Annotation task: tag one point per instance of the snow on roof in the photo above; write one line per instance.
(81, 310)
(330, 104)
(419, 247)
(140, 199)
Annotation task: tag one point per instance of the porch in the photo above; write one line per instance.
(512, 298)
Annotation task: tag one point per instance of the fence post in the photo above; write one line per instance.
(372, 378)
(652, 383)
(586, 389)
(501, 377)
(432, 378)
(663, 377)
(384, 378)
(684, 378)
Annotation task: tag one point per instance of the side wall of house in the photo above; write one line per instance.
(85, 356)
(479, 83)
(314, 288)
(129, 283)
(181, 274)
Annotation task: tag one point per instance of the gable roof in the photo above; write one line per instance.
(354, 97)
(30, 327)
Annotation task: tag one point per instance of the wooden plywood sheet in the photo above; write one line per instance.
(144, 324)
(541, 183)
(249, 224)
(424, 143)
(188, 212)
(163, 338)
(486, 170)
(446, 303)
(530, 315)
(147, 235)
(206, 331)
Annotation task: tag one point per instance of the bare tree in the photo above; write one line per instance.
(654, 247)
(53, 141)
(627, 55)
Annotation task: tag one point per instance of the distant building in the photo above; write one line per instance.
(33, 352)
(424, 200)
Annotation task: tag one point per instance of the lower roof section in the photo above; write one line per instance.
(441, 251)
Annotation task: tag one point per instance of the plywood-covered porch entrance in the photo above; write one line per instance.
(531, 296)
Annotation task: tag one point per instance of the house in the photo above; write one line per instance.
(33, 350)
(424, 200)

◇ ◇ ◇ ◇

Lay out the lines of the records as a Markdown table with the columns Row and Line. Begin at the line that contains "of the plywood-covered", stop after the last line of the records, and omit blank lines.

## Result for this task
| Row | Line |
|---|---|
| 1 | Annotation task: tag one point per instance of the plywood-covered porch entrance in the photo above; write one line per instance. |
| 2 | (531, 296) |
| 3 | Annotation task: tag one point per instance of the house in the photo above; write one line per instance. |
| 4 | (33, 350) |
| 5 | (424, 200) |